[Provided material]
((

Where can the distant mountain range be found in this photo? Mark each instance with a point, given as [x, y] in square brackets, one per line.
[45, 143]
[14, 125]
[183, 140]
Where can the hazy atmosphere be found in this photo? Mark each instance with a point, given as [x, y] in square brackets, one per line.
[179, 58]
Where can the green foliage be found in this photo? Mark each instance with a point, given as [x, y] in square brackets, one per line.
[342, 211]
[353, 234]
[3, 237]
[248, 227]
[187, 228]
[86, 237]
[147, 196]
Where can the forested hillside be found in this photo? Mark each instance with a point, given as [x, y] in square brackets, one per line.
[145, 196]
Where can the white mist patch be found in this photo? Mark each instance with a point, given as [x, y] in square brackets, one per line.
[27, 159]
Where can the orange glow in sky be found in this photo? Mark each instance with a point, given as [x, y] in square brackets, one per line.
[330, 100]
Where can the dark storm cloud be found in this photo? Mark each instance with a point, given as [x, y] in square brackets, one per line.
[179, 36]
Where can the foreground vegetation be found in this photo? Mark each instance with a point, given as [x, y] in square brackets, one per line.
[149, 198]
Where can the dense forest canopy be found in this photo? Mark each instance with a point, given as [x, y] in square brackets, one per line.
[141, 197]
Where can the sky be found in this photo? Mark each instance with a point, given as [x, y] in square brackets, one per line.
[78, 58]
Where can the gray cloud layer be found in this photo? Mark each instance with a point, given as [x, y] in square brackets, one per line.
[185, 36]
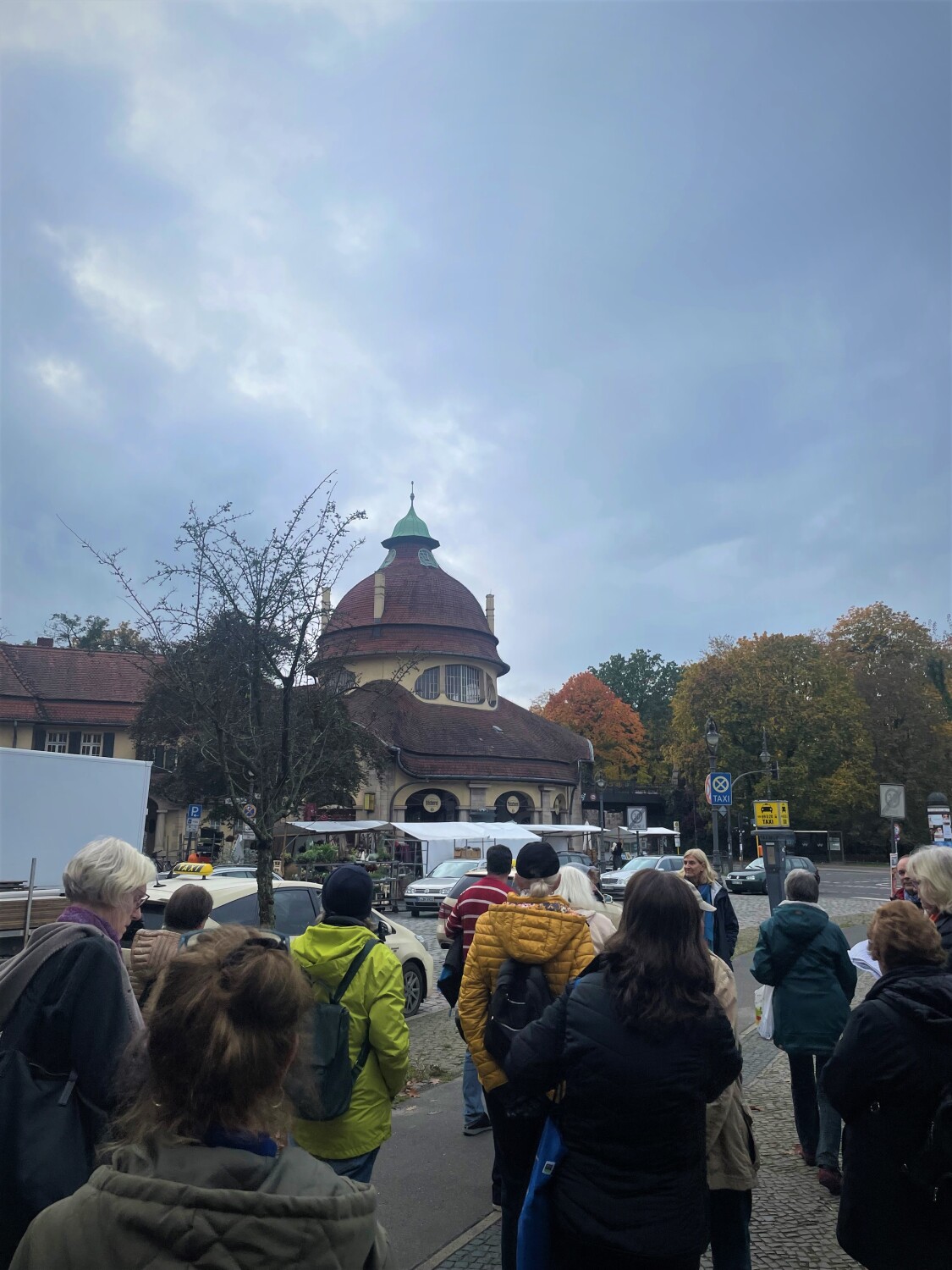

))

[Goal] Extract every entry above verbatim, line for line. Omit the pictures.

[Answer to this task]
Where can the distant mountain range be found in this photo? Mark each instance with a point, given as [x, y] in square brackets, one per line.
[45, 143]
[14, 125]
[183, 140]
Where can the hazy atmosphere be found in this photo? Mark each instance with a point, given as [x, y] in square brackets, one per line.
[179, 58]
Where can the green foliage be found in this photo? Mark each instance with a point, given as [x, y] in square brackets, one per line.
[342, 211]
[353, 234]
[3, 237]
[248, 227]
[187, 228]
[86, 237]
[147, 196]
Where can the forested hillside be found in this photo? Mark each instance with a point, given as [x, y] in square brackets, one per line.
[145, 196]
Where can the white mist patch be found in this photo? Mark each instance with a point, given as [x, y] in square brackets, one per line.
[27, 159]
Where can the orange glow in sky be found in this photo? Mark each instance with a point, given as [x, y] in square brackets, one per line.
[330, 100]
Where can the dark storm cloud be found in this photo? Mark each instance with a point, given as [x, y] in square brackets, one per line.
[179, 36]
Where can the foreground vegetation be found in this photo? Mark each instance with a point, given as [x, y] in square brackets, one per line.
[149, 198]
Where can the dense forest canopy be found in this photo? Mark each instance with a point, given as [x, y] in square brackets, one per line.
[141, 197]
Where can the sky be found in this photo? Mark each instance with a point, given as [x, y] in square brackets, one per line.
[78, 58]
Where can the gray cloud layer be found in this photo? Mark each instance with a point, given as [x, y] in square brackets, one per line.
[185, 36]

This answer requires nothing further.